> [SCHRIFTELIJKE OPDRACHT A]:
Beantwoord op basis van het fragment over dialecten en standaardtaal:
(i) Welke twee bronnen worden aangehaald bij de tegenkracht van de dialecten?
(ii) Tegen de prestigetaal van welk taalgebied verzet men zich volgens het fragment?
(iii) Op welke gronden is openlijke discriminatie in Nederland bij de wet verboden?
——
Het is misschien nog te vroeg om te spreken van ‘de ondergang van de
Standaardtaal’ (Stroop 1992), maar stellig is de eenheid van een standaard of
een ABN verder verwijderd dan men vroeger voor mogelijk had gehouden. De
ontwikkeling gaat juist een andere kant op dan men altijd dacht. In dit verband
moet ook gewezen worden op de kracht van de dialecten, die zich veel sterker
gehandhaafd hebben dan voorzien kon worden. Ondanks de convergentie van de
dialecten in het begin van de eeuw is in de laatste decennia van onze eeuw een
tegenkracht ontstaan. Ten eerste dient het dialect voor velen als een middel om
de eigen sociale groep te identificeren (men spreekt dialect om kenbaar te maken
tot welke groep men behoort); ten tweede krijgt het dialect een vitaliteit door
krachten van onderop (men verzet zich tegen de prestigetaal van het
West-Nederlands en men uit een protesthouding door het dialect als een antitaal
te gebruiken) (zie Van Bree 1983; Hagen 1983).
Sterker levenskracht van de dialecten, verzwakking van de standaardtaal, daar
lijkt het heen te gaan. Maar zo eenvoudig ligt de zaak niet; de situatie is veel
gecompliceerder. Dat blijkt bijvoorbeeld uit de nog altijd bestaande
discriminatie op taalgebruik, een verschijnsel dat alleen begrijpelijk is tegen
de achtergrond van een nagestreefde of bestaande norm die men bij het
discrimineren aanlegt. Openlijke discriminatie op grond van ras, godsdienst,
seksuele geaardheid of huidskleur is in Nederland bij de wet verboden.
——
> [SCHRIFTELIJKE OPDRACHT B]: Neem alle opgeslagen gegevensrijen hieronder letterlijk en volledig over.

Opgeslagen gegevensrijen
——
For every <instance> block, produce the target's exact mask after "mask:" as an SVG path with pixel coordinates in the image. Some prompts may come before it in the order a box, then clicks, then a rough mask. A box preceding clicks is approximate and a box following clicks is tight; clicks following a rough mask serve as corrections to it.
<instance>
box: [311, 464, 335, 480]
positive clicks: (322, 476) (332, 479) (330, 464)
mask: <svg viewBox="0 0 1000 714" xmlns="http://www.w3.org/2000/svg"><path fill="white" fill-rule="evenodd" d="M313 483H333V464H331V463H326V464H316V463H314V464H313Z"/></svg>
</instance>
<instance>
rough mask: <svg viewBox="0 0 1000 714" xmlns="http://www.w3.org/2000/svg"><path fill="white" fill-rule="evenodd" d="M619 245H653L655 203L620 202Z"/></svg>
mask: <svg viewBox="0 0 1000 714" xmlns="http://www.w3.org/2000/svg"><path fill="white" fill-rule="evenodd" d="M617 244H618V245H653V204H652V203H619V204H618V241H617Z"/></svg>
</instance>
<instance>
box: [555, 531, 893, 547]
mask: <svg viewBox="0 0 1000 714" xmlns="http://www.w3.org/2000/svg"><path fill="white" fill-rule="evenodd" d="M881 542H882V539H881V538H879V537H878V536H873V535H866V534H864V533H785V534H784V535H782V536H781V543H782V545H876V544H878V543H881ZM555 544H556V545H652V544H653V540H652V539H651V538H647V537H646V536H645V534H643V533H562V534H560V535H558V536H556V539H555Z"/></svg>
——
> [ANTWOORDRUIMTE A]:
(i) Van Bree 1983 en Hagen 1983.
(ii) Het West-Nederlands.
(iii) Ras, godsdienst, seksuele geaardheid of huidskleur.

> [ANTWOORDRUIMTE B]:
For every <instance> block, produce the target's exact mask after "mask:" as an SVG path with pixel coordinates in the image. Some prompts may come before it in the order a box, then clicks, then a rough mask. A box preceding clicks is approximate and a box following clicks is tight; clicks following a rough mask serve as corrections to it.
<instance>
box: [311, 464, 335, 480]
positive clicks: (322, 476) (332, 479) (330, 464)
mask: <svg viewBox="0 0 1000 714" xmlns="http://www.w3.org/2000/svg"><path fill="white" fill-rule="evenodd" d="M313 483H333V464H331V463H326V464H316V463H314V464H313Z"/></svg>
</instance>
<instance>
rough mask: <svg viewBox="0 0 1000 714" xmlns="http://www.w3.org/2000/svg"><path fill="white" fill-rule="evenodd" d="M619 245H653L655 203L620 202Z"/></svg>
mask: <svg viewBox="0 0 1000 714" xmlns="http://www.w3.org/2000/svg"><path fill="white" fill-rule="evenodd" d="M617 244H618V245H653V204H652V203H619V204H618V241H617Z"/></svg>
</instance>
<instance>
box: [555, 531, 893, 547]
mask: <svg viewBox="0 0 1000 714" xmlns="http://www.w3.org/2000/svg"><path fill="white" fill-rule="evenodd" d="M881 542H882V539H881V538H879V537H878V536H873V535H866V534H864V533H785V534H784V535H782V536H781V543H782V545H876V544H878V543H881ZM555 544H556V545H652V544H653V540H652V539H651V538H647V537H646V536H645V534H643V533H562V534H560V535H558V536H556V539H555Z"/></svg>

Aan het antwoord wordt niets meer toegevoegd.